*Task statement*
Output the lines below as a two-column CSV with the headers task and result, one row per line: its text and its answer, each in a single quoted field with line breaks replaced by spaces. Leave out the pictures.

*Data provided*
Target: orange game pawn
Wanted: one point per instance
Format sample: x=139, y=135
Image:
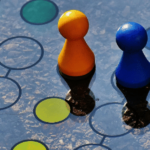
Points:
x=76, y=58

*Task result*
task,result
"Target: orange game pawn Wanted: one point per instance Format sample: x=139, y=135 Image: Points:","x=76, y=58"